WORK TASK → Those lines of the following listing which contain the string "below" should be returned.

ENTRIES PROVIDED →
▼

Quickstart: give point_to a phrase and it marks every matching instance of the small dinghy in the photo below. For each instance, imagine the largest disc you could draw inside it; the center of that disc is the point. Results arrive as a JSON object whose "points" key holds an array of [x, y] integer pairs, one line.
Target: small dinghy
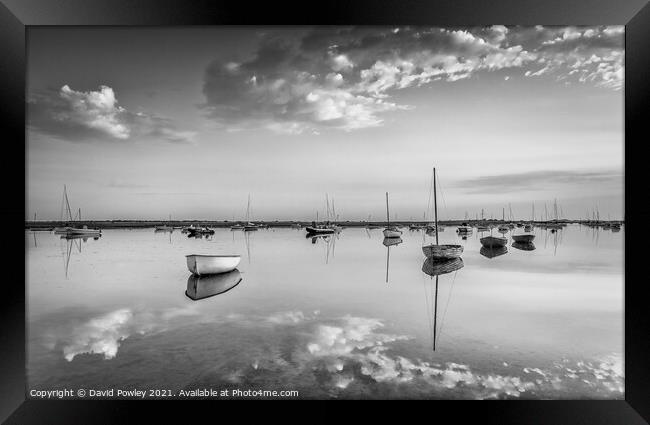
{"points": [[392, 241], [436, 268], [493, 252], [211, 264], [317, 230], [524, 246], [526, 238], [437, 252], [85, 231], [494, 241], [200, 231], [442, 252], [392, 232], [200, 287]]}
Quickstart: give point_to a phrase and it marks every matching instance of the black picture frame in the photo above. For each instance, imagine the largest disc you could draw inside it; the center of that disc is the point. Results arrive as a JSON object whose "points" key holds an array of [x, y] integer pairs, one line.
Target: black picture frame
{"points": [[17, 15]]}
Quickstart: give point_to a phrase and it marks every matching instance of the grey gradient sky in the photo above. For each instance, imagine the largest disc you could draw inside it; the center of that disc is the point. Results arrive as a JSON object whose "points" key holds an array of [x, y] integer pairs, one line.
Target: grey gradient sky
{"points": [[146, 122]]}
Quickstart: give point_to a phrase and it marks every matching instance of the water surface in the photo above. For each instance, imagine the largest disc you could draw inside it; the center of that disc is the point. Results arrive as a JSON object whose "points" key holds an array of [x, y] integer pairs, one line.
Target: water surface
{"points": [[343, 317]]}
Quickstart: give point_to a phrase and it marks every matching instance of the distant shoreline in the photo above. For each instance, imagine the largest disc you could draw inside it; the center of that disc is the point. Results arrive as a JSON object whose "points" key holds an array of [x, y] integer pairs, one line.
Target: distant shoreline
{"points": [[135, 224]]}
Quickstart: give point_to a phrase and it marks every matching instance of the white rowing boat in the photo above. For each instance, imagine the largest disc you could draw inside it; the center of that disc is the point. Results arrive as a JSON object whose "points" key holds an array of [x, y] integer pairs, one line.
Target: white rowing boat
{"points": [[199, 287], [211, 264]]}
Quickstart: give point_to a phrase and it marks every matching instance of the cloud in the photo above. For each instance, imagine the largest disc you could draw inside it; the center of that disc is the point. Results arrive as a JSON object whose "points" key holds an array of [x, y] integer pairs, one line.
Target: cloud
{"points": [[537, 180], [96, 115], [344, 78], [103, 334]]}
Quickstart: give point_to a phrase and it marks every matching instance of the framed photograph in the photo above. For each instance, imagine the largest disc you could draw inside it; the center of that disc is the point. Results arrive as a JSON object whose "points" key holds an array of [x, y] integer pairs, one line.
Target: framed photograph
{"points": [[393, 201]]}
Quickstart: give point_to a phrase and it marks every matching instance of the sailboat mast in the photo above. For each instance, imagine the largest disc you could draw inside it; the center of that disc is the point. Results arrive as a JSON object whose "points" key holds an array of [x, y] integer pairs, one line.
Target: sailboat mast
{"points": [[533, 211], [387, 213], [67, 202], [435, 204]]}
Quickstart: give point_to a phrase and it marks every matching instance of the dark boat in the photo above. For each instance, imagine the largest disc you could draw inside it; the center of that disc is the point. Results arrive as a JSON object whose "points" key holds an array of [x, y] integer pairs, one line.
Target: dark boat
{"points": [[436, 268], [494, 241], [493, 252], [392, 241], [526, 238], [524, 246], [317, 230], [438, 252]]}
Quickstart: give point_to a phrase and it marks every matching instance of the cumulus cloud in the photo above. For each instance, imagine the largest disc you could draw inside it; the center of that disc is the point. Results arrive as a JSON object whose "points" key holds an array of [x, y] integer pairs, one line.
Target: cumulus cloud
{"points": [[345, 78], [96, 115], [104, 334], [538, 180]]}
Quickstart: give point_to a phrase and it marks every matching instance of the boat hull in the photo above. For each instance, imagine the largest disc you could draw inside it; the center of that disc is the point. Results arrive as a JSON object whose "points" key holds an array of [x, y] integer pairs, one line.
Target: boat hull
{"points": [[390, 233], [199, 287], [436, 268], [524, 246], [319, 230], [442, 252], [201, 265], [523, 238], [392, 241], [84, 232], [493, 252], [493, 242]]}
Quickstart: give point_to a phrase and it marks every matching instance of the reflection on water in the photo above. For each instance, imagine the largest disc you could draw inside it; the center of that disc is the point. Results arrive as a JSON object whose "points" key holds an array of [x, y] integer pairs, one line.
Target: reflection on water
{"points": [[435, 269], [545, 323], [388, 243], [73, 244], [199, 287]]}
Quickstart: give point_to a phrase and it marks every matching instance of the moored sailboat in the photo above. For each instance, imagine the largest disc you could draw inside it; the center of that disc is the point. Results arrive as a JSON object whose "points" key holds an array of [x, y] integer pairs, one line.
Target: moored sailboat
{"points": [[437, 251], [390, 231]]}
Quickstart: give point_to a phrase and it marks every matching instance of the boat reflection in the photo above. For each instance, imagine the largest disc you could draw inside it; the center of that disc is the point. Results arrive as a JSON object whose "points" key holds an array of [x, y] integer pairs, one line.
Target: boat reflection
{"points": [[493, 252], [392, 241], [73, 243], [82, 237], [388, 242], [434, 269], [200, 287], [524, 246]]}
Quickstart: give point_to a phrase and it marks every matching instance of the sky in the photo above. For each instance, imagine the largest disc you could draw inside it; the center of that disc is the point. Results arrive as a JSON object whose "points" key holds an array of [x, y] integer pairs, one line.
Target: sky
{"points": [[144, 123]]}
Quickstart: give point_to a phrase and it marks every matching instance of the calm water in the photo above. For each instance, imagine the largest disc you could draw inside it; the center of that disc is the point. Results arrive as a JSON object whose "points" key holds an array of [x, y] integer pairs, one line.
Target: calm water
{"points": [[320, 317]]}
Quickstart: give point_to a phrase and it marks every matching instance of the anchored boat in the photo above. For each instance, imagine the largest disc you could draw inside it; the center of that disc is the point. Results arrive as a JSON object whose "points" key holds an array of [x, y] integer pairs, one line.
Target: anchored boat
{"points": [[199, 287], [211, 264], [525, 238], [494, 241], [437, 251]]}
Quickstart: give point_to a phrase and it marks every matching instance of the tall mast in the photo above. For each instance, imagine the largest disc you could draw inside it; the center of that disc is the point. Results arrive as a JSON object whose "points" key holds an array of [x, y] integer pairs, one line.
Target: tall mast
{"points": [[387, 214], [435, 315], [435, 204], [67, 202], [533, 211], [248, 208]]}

▲
▼

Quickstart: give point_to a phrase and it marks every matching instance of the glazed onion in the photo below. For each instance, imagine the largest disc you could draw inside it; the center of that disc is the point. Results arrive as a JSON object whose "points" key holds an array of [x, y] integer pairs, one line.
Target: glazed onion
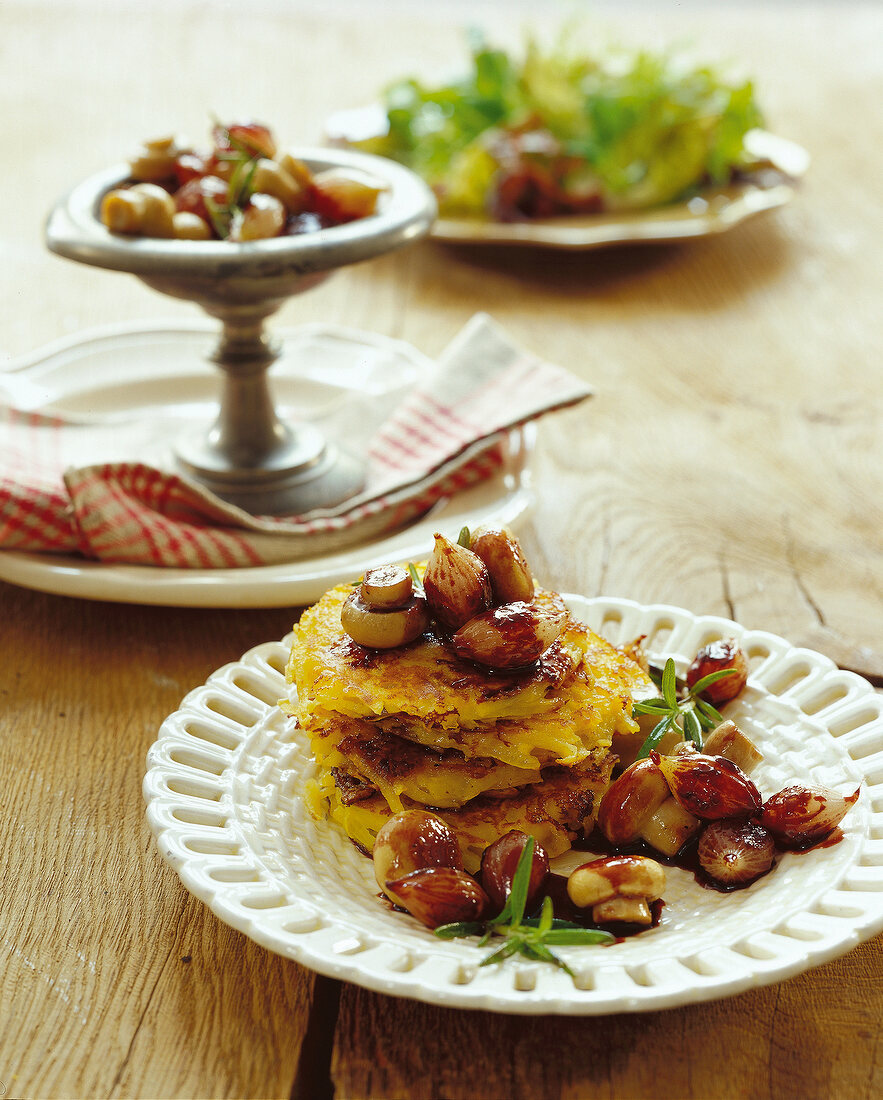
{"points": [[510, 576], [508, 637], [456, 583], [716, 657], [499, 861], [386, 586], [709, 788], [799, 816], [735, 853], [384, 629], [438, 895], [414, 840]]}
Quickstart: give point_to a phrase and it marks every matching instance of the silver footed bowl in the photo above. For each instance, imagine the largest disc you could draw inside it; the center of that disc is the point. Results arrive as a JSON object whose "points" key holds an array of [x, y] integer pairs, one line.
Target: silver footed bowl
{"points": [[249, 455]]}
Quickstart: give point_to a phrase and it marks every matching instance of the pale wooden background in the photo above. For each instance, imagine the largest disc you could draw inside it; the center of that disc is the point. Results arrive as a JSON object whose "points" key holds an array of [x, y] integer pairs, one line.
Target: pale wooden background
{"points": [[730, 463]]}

▲

RESPONSE AREA →
Quickstart: give point_to a phrase and it marks every matching instance of the small dinghy in the photo below. For each instance, imagine the largest disc you could draw inside it; the center of that disc is the point. Results arrive as a JSON object whose "points" key holds an array of [x, y] integer pairs, one line.
Quickstart: give point_to a phrase and it marks every matching instance of the glazed onion in the photo below. For each instance, imagine the largest disc you could draw inside it; the center of that disc is the point. Results arrive as a JSON object whose "points" key holds an array of [x, y] integer pairs, one line.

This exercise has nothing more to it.